Please copy every one of the items below word for word, keeping each line as it stands.

## [SOURCE DATA]
* Start *
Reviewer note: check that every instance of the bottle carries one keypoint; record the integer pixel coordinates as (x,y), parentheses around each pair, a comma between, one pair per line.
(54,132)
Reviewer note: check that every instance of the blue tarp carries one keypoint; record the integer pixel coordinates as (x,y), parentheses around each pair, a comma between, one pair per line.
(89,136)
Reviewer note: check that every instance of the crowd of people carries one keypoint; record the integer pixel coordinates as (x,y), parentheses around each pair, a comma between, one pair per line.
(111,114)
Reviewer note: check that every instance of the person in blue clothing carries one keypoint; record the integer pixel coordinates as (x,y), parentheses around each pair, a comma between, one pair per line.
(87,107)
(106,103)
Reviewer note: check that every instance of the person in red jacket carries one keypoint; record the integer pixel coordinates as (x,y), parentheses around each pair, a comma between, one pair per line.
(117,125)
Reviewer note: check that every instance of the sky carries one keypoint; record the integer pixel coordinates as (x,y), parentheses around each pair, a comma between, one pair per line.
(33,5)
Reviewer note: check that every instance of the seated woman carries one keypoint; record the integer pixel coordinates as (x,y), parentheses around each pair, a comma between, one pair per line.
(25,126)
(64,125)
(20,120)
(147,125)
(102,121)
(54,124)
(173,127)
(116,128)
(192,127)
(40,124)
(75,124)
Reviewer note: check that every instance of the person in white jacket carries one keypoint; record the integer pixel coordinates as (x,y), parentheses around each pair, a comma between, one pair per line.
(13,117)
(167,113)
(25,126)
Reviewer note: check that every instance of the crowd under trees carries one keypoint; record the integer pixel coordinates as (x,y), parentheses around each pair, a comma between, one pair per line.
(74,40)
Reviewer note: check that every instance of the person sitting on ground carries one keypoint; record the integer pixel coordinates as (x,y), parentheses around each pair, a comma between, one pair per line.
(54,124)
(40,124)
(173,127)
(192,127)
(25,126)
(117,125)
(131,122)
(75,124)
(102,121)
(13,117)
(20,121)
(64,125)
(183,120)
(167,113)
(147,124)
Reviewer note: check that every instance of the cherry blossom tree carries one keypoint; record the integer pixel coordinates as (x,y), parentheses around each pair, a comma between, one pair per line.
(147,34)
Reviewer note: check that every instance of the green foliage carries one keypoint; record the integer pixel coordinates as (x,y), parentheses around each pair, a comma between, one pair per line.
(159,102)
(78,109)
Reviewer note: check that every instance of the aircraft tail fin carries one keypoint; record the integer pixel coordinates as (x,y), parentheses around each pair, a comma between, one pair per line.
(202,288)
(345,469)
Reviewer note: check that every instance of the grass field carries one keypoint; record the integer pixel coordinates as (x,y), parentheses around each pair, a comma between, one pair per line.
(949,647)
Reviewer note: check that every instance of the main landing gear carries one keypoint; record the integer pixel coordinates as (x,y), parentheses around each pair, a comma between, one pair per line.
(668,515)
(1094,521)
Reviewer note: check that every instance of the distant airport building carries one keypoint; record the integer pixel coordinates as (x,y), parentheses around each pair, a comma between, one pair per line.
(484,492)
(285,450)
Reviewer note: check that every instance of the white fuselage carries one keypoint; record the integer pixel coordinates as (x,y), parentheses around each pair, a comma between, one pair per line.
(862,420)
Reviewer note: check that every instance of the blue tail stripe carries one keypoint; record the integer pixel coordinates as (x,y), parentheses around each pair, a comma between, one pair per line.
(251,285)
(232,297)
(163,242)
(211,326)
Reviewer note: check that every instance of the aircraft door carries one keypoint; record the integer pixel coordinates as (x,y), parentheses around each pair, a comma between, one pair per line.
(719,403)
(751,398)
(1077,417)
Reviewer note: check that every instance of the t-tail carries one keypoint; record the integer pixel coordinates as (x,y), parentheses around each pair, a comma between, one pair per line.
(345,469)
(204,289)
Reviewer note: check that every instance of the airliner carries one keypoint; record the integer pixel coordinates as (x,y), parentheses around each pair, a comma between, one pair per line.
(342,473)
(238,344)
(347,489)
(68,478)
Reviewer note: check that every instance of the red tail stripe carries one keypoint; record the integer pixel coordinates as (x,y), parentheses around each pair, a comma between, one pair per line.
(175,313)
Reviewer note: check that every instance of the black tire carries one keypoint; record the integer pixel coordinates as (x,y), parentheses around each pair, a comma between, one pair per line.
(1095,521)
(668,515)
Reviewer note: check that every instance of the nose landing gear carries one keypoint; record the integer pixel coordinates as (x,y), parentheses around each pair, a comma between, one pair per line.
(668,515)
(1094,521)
* End *
## [WRITTEN RESPONSE]
Reviewer note: check that every instance of the bottle carries one keypoint; record the integer pixel coordinates as (x,y), parentheses around each pair, a comma between, one pair per line.
(54,132)
Reviewer note: check that every instance of the blue tarp carries one keypoint; record the integer pixel coordinates as (x,y), parentheses around each pair, a comma between, one pair per line.
(89,136)
Reviewer note: check that every instance of the crowd of people carries one keypoint; record the integer pixel coordinates as (x,y), parentheses around each pair, a comma between, one pair per line.
(111,114)
Reviewer note: check that every instance of the person in blue clothing carries one keypoint; record the integer pixel coordinates as (x,y), parentheses around each pair, a comma between, one pair per line.
(87,107)
(106,103)
Reviewer note: check that every instance of the person in red jacket carries one keypoint; record the integer pixel coordinates as (x,y), parentheses around each pair, a comma between, one pair per line.
(117,125)
Reviewer note: check that every instance of the sky carries one keypoint; record the integer pixel coordinates as (x,y), parentheses around each pair, a comma between, one pair per line.
(33,5)
Reviewer note: check that every instance of the seated woman carries one keypoint; record the integer pixel coordinates as (x,y), parentheses around each pair, a comma between, one pair per line.
(25,126)
(64,125)
(20,120)
(147,125)
(102,121)
(54,124)
(173,127)
(116,128)
(192,127)
(40,124)
(75,124)
Reviewer note: check that every instance of the person in white jacket carries one keypoint; record the integer pixel coordinates as (x,y), parentheses around each pair, a comma between, one pair per line.
(13,117)
(167,113)
(25,126)
Reviewer note: check that every instance of the crowd under trees carries one keypoint; record the integer pixel coordinates as (x,y), parentheses around each pair, a comma between, one pair per line.
(74,40)
Reviewer note: check that every instance of the person sitting on ground carries one keypoint; record the integer pixel coordinates as (x,y), parentheses around each pair, a comma between, one pair per line.
(54,124)
(40,124)
(173,127)
(192,127)
(25,126)
(117,125)
(131,122)
(75,124)
(102,121)
(13,117)
(20,121)
(64,125)
(183,120)
(167,113)
(147,124)
Reviewer note: check that every instance of the cherry blossom tree carries one keypoint; record the integer pixel coordinates as (x,y), parentheses around each pair, a comma between, one pair per line.
(147,34)
Reviewer note: check that every instance of the green foliage carries one keypoint; record the integer pixel coordinates as (x,y), parentheses around each pair, a comma between, one pair per line.
(159,102)
(78,109)
Reviewer note: check that every instance of the aircraft tail fin carries one keypoint; record the integer pixel coordinates as (x,y), parentheses around each pair, a comma between, one pair per line.
(202,288)
(345,469)
Reviewer note: check that every instance of the grass field carries one keypoint; record the integer pixel coordinates as (x,y), parentheses around each pair, a comma between, one pair per line.
(949,647)
Reviewer note: check that every instance of the main landing gear carries one keypoint; record the integer pixel coordinates as (x,y), parentheses around each pair, a comma between, one pair per line.
(668,515)
(1094,521)
Reviewer note: check that every instance of the distant airport building carries one keypoint; record the integer pixel coordinates as (x,y), parentheses around each pair, a comma between, one pair per line.
(484,492)
(285,450)
Reviewer note: check that every instance of the white fuselage carries one keypoint; record the integer pixel coordinates as (x,y), parentheses around each pair, a comma between, one pair per line.
(862,420)
Reviewer note: check that every instance of the blue tail stripe carries one keypoint; record the integer pixel coordinates as (x,y), parentheses around each pair, a comma between, one pair per line.
(251,285)
(232,297)
(163,242)
(211,326)
Reviewer note: check that every instance of the aircraft door carries one keypoint; record the integer pixel coordinates as (x,y), parentheses around each pair, a comma between, one pair per line.
(719,403)
(751,398)
(1077,417)
Reviewer note: check that every instance of the t-tail carries one keypoint; record the integer pixel coordinates as (x,y), parentheses around each pair, a comma between, one pair per line.
(345,469)
(204,289)
Reviewer note: check that every instance of the airliner carries one keypoint; record the integer pixel coordinates as (x,y), parentheses around each pair, a comma between, one pair per line.
(342,473)
(238,344)
(347,489)
(68,478)
Reviewer note: check that every instance of the red tail stripe carries one keypoint; record the integer pixel coordinates as (x,y), parentheses around each pair, a comma between, one pair per line.
(175,313)
Reviewer note: check that every instance of the black tire carries one keypoint; record the integer pixel coordinates as (x,y), parentheses around each pair, a comma between, one pair per line.
(1095,521)
(668,515)
Reviewer note: check that every instance of the nose landing gear carries one keypoint; record the integer pixel coordinates as (x,y), parentheses around each pair, a comma between, one pair per line.
(668,515)
(1094,521)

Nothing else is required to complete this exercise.